TASK OBJECTIVE — Reproduce the lines below word for word, leaving out the pictures.

--- --- ---

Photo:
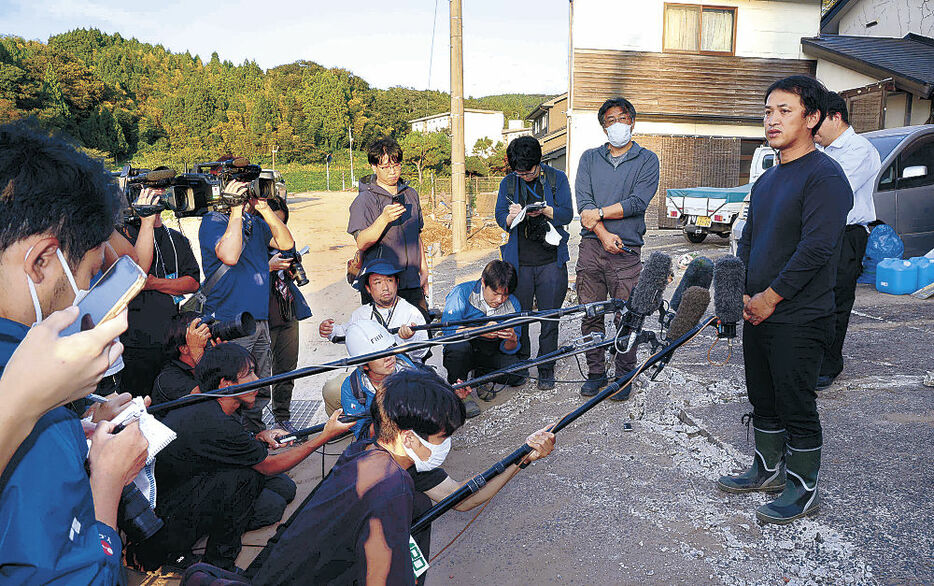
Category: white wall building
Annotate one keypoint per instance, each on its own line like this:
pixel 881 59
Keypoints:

--- --- ---

OUTPUT FOR THIS EXERCISE —
Photo:
Category: white wall building
Annotate one keypoint per instance, each on its own line like this:
pixel 881 59
Keypoints:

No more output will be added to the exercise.